WHAT THE TASK ASKS — Your output should repeat each record below with no differences.

Stored items from a collection —
· · · · ·

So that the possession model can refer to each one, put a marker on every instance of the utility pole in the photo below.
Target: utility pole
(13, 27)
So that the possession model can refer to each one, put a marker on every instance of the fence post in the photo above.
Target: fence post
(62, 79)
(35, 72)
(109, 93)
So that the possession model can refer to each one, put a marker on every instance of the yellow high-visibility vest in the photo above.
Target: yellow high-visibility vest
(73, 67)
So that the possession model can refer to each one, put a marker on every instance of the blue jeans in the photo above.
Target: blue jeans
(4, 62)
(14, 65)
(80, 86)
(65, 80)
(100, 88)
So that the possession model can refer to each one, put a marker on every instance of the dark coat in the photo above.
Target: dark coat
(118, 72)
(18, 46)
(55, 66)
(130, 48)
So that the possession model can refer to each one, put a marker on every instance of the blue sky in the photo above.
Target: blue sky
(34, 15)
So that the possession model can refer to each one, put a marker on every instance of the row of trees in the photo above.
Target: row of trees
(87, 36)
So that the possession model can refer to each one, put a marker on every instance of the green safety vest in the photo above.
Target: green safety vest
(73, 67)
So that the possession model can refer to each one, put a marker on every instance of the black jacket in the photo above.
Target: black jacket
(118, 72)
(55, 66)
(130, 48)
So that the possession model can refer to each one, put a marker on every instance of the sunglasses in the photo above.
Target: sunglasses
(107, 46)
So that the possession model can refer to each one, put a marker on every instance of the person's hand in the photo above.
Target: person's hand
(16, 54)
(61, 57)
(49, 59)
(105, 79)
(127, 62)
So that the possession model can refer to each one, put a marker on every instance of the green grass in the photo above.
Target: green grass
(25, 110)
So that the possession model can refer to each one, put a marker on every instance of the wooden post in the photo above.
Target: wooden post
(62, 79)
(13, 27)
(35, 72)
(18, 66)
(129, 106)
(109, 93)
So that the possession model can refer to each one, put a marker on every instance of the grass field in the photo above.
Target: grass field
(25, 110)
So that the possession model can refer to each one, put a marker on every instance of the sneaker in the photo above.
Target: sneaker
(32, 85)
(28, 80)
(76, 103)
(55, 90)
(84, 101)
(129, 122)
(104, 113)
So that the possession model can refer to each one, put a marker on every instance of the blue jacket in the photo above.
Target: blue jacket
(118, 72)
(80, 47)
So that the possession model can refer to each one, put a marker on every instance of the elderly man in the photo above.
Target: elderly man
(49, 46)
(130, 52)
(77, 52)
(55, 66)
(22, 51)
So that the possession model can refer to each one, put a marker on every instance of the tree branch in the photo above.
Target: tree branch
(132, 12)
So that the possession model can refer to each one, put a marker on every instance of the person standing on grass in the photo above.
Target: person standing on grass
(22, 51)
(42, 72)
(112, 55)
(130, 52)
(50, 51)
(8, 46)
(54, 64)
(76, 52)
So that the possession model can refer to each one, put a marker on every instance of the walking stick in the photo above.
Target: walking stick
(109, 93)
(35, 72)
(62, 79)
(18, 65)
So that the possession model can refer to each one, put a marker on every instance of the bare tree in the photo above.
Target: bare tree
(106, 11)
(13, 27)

· · · · ·

SOLUTION TO THIS EXERCISE —
So that the possession model can refer to each one, put a marker on every instance of the utility pole in the photo below.
Target: utility pole
(13, 27)
So that the possession model can refer to each one, put a marker on every instance of the fence post in the photo above.
Target: fence post
(62, 79)
(35, 72)
(109, 93)
So that the possession model can refer to each one, put a marker on every instance of the yellow high-visibility vest in the photo above.
Target: yellow high-visibility vest
(73, 67)
So that the possession model can refer to each one, put a marker on every instance of the blue jeans in the photo above.
Target: blue jeans
(4, 62)
(14, 65)
(80, 86)
(65, 80)
(100, 88)
So that the possession model can refer to each one, put a marker on every instance of the dark coat in the photo above.
Target: dark coat
(118, 72)
(18, 46)
(55, 66)
(130, 48)
So that the possession model can refer to each one, put a marker on every instance of the blue sky in the photo above.
Target: blue sky
(34, 15)
So that the possession model can refer to each one, put a marker on every instance of the row of trees in the photo above.
Target: row of trees
(87, 36)
So that the possession model can refer to each one, put a marker on every instance of the green safety vest in the photo above.
Target: green safety vest
(73, 67)
So that the possession model can refer to each one, put a marker on every instance of the black jacket in the photo above.
Target: black jacket
(118, 72)
(55, 66)
(130, 48)
So that the possession model can refer to each one, put a marker on every instance of the sunglasses in the photo above.
Target: sunglasses
(107, 46)
So that the possession model can refer to each one, put a marker on every instance of the person's hand in the photo above.
Target: person's hand
(16, 54)
(61, 57)
(49, 59)
(105, 79)
(127, 62)
So that the possession model can refer to each one, put a marker on every instance of the green grass in the photo above.
Target: green grass
(25, 110)
So that the possession model can refer to each one, put a marker on every instance of the wooden post in the photo above.
Target: wooden post
(62, 79)
(13, 27)
(35, 72)
(18, 66)
(129, 106)
(109, 93)
So that the possession model can refer to each one, put a marker on every instance of the grass field in the photo above.
Target: grass field
(25, 110)
So that the possession model can refer to each one, put a marker on every instance of the sneaker in the photo above.
Target: sneaker
(32, 85)
(28, 80)
(76, 103)
(55, 90)
(84, 101)
(129, 122)
(104, 113)
So that the possession model can refer to each one, put a marker on every instance of the blue jacket in the photo above.
Target: blue jacket
(118, 72)
(80, 47)
So that the possession model can refer to each one, put a marker on every instance of the elderly man in the photo above.
Target: elderly man
(49, 46)
(130, 52)
(77, 52)
(55, 66)
(22, 51)
So that the possession model can refer to each one, put a marker on every instance of the tree branch in the photo above.
Target: tree branch
(132, 12)
So that the possession model can refer to each one, put a marker on every instance of the person standing on grass in the photo above.
Target: person standing on grass
(22, 51)
(42, 72)
(112, 55)
(130, 52)
(50, 51)
(8, 46)
(54, 64)
(76, 52)
So that the possession model can refer to each one, put a marker on every instance of the walking stick in the photo above.
Target: walking stick
(109, 93)
(35, 72)
(62, 79)
(18, 65)
So that the possession model can refer to each one, put a marker on every instance of the bare tree in the photo above.
Target: bare tree
(106, 11)
(13, 27)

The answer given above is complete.